Pick up the forum thread on fast food nutrition links after its final sentence and carry it forward.

===== Supplied passage

# Links to Fast Food Restaurant Nutritional Info,



## Debby - LB (Feb 1, 2013)

Below is a list of links providing nutrition information for popular fast food restaurants. Most will open as a ,pdf file.

McDonalds

Wendy's -nutritional & allergen info.

Burger King

Subway

Bojangles

Taco Bell

KFC

Dunkin Donuts

Starbucks

Papa Johns -link for nutrition info. under each items photo.

Allergen Guide

Quiznos

Arbys

Dominos

Pizza Hut

If you know more suggest a link so we can add it here!!


----------



## Jill (Feb 1, 2013)

Some others that we also like (and I think we like ALL of the above!!!):

Chick Fil A -- http://www.chick-fil-a.com/Food/Meal

Five Guys -- http://www.fiveguys.com/menu/nutritional-information.aspx

Dominos Pizza -- https://order.dominos.com/en/pages/content/nutritional/nutrition.jsp

Arby's -- http://www.arbys.com/food.html

Pizza Hut -- http://www.pizzahut.com/nutritioninformation.html

(urgh, this made me feel hungry!!!)


----------



## SugaryCharm (Feb 1, 2013)

Good info! Depressing, overall, to see just how bad for me some of my favorite fast-food meals are, but good info nonetheless!


----------



## Cookie (Feb 2, 2013)

Some of these are eye openers!


----------



## Hosscrazy (Feb 6, 2013)

Here's Panda Express:

http://s3.amazonaws.com/PandaExpressWebsite/files/pdf/Nutrition_20130118.pdf


----------



## vickie gee (Feb 7, 2013)

I could not find the info on Wendy's chili but I refuse to give it up. We buy the family size at least once every 3 weeks during cold weather. You can't beat the price or the taste or the yummy sauce that comes with it. I always ask for extra sauce! They should call their chili Dang Good Chili. I am not into fast food at all and our kitchen remodel turned me against it for sure. Wendy's chili was a bright spot in the ordeal though. I am hooked and my own chili is good but when I can pick this delicious hot chili up for less than $10 I have to give it two thumbs up.

==========
===== Extracted data

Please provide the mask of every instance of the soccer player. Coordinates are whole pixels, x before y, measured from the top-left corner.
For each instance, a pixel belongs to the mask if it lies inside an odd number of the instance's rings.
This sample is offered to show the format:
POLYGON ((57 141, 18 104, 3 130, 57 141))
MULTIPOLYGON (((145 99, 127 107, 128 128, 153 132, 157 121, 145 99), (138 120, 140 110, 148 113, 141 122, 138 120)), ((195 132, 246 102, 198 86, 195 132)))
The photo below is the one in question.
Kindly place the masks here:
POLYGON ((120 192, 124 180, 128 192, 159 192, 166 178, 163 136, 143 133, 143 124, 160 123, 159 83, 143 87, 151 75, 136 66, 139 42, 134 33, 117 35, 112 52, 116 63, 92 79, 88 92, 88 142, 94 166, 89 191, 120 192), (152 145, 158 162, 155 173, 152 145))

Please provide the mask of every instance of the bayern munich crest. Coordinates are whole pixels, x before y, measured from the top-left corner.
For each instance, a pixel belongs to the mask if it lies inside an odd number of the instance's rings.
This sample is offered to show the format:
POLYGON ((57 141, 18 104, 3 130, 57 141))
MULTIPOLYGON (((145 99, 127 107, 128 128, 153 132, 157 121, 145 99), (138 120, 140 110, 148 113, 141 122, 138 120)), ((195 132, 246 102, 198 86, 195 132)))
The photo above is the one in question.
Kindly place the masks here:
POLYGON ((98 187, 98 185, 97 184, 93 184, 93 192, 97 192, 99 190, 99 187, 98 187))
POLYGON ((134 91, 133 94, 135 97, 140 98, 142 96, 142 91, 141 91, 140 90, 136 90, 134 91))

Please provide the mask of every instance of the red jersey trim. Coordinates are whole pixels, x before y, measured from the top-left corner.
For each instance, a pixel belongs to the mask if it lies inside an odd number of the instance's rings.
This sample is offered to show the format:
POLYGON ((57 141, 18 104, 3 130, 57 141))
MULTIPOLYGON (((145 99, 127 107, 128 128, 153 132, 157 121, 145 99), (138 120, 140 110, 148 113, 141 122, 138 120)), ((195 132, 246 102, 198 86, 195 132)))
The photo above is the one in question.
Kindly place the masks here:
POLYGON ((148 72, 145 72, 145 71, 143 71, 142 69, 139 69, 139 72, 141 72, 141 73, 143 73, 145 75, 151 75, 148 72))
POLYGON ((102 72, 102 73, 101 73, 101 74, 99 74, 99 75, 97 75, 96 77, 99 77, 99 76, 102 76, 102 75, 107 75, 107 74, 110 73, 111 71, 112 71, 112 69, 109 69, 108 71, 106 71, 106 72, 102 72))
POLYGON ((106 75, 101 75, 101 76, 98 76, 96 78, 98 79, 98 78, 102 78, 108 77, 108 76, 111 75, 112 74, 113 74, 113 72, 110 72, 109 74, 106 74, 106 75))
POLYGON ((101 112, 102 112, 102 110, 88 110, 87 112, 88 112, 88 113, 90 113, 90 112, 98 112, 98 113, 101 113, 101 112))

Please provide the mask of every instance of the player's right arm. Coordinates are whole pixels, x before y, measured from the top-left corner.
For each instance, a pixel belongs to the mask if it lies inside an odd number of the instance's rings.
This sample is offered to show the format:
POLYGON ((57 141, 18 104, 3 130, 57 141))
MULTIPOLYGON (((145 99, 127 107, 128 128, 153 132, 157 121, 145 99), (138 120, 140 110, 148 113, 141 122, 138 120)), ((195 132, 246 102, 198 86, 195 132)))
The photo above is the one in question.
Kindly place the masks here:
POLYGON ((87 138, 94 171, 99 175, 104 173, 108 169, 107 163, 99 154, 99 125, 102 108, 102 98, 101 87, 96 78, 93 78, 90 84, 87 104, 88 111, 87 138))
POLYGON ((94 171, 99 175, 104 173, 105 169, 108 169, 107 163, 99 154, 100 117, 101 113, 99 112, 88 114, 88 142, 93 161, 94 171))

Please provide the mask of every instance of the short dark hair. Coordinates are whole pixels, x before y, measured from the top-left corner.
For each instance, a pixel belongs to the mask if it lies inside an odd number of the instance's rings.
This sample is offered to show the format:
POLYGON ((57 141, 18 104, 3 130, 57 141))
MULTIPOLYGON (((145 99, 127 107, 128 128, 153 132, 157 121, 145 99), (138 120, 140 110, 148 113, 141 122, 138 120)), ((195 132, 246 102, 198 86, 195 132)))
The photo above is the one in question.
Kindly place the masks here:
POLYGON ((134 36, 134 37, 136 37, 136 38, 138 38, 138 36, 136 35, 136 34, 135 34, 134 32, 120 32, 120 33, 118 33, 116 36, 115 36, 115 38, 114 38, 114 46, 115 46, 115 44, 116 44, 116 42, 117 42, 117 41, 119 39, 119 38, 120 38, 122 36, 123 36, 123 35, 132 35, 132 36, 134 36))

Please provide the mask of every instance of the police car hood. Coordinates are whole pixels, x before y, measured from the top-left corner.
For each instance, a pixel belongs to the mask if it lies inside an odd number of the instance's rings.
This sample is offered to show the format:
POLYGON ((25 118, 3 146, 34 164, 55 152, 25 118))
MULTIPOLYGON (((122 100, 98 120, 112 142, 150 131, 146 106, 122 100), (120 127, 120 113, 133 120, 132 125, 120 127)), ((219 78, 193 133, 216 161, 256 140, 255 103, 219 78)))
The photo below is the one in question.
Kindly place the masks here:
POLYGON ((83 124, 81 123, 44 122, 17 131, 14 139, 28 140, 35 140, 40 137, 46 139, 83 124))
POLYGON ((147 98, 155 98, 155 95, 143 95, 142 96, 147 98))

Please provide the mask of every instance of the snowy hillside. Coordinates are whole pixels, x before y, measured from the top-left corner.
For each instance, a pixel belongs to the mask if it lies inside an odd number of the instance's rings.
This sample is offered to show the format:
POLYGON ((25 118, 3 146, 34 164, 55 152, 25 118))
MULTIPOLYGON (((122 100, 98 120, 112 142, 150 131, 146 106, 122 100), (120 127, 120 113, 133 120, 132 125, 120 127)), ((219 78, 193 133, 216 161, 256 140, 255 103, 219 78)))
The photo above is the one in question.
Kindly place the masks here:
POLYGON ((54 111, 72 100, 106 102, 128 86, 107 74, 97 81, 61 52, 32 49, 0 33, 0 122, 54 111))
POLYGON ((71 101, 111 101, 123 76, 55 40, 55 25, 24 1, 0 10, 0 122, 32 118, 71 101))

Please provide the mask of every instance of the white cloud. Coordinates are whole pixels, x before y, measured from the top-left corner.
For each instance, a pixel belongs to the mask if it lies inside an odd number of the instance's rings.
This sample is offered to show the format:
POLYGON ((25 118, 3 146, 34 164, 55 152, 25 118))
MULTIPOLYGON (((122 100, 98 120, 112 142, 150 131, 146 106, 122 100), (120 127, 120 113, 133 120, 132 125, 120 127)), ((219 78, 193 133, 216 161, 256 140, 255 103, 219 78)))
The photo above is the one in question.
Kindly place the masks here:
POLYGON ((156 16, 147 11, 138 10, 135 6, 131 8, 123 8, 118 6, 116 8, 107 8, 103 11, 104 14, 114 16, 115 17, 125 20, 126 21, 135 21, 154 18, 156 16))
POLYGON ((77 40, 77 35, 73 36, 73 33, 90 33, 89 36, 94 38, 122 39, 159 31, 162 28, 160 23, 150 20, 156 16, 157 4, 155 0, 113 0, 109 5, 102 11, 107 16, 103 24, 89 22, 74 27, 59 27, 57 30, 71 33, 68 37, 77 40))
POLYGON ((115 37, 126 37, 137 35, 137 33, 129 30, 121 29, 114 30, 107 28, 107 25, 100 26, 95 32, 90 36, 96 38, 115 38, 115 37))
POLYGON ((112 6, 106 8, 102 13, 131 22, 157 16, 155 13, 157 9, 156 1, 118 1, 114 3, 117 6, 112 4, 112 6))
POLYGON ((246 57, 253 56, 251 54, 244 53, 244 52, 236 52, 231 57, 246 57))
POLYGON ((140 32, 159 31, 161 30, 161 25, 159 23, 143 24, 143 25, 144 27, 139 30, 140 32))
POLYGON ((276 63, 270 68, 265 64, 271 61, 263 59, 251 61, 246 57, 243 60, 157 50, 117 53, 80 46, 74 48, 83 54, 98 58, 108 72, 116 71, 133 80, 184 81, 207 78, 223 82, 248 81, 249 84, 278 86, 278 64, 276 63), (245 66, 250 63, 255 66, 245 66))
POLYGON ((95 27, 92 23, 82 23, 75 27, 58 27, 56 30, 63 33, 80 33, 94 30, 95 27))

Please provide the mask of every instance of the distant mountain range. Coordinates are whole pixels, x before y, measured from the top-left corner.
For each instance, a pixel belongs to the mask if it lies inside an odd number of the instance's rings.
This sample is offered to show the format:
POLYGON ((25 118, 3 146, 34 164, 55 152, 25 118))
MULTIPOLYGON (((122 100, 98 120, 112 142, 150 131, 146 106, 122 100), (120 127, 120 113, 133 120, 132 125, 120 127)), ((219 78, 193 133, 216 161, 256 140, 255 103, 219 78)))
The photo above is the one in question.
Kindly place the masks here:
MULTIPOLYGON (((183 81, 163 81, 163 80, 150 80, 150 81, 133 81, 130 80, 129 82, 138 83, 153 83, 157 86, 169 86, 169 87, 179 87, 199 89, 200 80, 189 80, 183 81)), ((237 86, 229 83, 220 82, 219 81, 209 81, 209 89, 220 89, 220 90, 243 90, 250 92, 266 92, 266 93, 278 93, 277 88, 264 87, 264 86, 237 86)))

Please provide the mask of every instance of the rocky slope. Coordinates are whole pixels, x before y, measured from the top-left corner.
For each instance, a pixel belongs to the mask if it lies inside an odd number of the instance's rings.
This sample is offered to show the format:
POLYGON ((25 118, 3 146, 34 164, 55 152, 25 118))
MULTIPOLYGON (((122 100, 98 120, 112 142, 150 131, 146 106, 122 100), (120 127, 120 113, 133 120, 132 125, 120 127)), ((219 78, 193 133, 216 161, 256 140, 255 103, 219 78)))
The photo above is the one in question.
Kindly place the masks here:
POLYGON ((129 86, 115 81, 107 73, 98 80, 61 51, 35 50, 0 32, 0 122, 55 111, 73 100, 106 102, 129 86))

==========

Output below
----------



## Debby - LB (Feb 8, 2013)

Here is the info. for the Chili: Click Here I was so afraid to look at it, I Love it too! The worst part is that this is for 12oz!!! that's nothing.


----------



## vickie gee (Feb 19, 2013)

Debby - LB said:


> Here is the info. for the Chili: Click Here I was so afraid to look at it, I Love it too! The worst part is that this is for 12oz!!! that's nothing.


Debby,

I just remembered this thread because I picked up Wendy's chili again Saturday. I had purchased more than $200 worth of groceries and knew I would be in no mood to cook after putting them up so I bought the family bowl on the way home. I guess I must have wuffed about 1000 calories more or less. Oh, well just a little more meat on my bones for the winter. Hubby was worse than me. He had the last bowl Sunday morning right after we got up.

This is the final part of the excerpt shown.